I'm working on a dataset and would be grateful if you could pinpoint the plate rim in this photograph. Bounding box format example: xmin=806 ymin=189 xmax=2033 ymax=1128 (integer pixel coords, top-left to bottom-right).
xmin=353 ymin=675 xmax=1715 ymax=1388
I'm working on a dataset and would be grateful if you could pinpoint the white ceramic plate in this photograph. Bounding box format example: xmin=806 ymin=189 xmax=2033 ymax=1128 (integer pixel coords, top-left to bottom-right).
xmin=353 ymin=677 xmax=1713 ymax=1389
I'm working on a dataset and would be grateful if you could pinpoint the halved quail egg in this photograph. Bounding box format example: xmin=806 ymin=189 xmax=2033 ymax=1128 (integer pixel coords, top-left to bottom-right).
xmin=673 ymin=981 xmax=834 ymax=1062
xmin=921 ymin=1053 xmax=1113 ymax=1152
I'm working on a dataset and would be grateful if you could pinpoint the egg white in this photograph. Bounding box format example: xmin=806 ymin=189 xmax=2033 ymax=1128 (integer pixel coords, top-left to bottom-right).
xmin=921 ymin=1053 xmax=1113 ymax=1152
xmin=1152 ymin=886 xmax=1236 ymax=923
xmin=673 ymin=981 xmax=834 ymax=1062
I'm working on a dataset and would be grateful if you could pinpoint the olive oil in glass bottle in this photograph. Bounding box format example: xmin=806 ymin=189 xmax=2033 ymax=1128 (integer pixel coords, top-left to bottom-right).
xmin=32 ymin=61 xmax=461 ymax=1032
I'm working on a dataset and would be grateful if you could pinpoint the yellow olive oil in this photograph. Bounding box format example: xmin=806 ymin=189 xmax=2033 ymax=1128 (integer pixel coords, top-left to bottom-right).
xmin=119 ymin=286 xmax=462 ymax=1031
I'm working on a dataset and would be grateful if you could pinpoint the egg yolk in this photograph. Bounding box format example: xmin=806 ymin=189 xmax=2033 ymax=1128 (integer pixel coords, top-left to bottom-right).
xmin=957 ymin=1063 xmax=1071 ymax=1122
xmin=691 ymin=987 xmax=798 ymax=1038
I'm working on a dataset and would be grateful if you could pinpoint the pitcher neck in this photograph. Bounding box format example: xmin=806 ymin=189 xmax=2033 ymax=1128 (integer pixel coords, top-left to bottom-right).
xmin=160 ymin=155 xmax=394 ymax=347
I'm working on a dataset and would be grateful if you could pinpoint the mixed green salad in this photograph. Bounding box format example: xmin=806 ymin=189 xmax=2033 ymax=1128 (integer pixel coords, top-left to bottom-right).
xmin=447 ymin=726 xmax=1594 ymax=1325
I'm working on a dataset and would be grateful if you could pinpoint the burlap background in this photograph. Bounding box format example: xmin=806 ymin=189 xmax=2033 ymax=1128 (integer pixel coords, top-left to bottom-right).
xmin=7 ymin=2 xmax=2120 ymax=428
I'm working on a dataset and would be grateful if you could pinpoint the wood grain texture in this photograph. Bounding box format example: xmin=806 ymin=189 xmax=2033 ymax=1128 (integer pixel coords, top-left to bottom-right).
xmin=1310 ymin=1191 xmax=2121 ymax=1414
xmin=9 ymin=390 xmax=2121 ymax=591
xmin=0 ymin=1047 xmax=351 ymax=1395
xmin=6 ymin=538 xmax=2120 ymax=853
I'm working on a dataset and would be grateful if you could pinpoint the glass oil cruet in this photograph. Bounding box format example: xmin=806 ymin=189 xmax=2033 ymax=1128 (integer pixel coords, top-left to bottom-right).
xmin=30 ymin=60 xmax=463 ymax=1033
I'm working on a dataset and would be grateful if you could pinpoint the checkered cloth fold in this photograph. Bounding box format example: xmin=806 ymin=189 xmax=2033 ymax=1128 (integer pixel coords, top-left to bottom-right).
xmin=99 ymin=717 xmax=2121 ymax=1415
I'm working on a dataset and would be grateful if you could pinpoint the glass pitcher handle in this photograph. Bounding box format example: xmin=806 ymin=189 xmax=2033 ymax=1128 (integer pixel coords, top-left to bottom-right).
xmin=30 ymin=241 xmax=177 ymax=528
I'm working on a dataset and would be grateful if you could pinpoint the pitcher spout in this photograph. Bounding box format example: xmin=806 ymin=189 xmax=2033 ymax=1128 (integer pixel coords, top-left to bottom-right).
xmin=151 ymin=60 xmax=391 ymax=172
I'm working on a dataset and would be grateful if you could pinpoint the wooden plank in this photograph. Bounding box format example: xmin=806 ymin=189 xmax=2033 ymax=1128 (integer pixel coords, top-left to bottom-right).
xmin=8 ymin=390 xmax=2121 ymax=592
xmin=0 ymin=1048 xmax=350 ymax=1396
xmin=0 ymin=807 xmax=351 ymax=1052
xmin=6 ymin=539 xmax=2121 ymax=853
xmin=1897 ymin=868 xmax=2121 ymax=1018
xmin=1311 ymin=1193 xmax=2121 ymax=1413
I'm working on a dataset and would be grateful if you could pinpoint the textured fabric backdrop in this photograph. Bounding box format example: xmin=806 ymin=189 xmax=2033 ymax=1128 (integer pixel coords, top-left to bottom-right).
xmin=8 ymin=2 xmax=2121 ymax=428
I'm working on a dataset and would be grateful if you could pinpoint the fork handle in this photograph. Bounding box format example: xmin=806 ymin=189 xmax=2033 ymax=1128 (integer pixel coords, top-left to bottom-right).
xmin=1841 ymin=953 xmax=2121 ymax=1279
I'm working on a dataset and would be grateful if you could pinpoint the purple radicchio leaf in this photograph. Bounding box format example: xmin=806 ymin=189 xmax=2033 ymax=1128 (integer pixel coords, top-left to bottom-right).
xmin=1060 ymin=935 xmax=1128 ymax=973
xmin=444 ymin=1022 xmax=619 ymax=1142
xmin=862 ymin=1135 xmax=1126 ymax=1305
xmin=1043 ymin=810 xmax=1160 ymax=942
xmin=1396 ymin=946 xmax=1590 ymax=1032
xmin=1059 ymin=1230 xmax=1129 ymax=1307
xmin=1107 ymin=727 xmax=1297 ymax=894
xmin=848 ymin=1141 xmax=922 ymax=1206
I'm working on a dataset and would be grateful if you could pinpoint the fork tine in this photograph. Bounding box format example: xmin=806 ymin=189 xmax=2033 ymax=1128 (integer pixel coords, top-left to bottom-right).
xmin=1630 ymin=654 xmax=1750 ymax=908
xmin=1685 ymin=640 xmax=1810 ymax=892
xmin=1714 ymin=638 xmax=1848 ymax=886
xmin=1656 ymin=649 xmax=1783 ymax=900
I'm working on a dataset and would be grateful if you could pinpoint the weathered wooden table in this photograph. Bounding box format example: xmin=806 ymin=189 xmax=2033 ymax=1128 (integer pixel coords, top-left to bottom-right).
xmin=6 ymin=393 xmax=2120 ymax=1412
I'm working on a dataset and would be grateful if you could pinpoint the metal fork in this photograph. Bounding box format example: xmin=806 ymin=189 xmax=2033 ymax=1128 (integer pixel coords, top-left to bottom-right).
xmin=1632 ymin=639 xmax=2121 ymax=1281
──────
Give back exactly the lines that run from the line with "pinpoint the weathered" through the close of the material, counting both ends, and nothing more.

I'm working on a dataset and would be grateful if you could pinpoint the weathered wooden table in this photograph. Bounding box format example: xmin=806 ymin=189 xmax=2033 ymax=1128 (integer pixel coords, top-left to bottom-right).
xmin=6 ymin=393 xmax=2120 ymax=1412
I'm working on a dataset and would be grateful if you could pinpoint the metal fork in this photograph. Bounding box format example: xmin=806 ymin=189 xmax=2033 ymax=1128 (integer pixel coords, top-left to bottom-right).
xmin=1632 ymin=639 xmax=2121 ymax=1281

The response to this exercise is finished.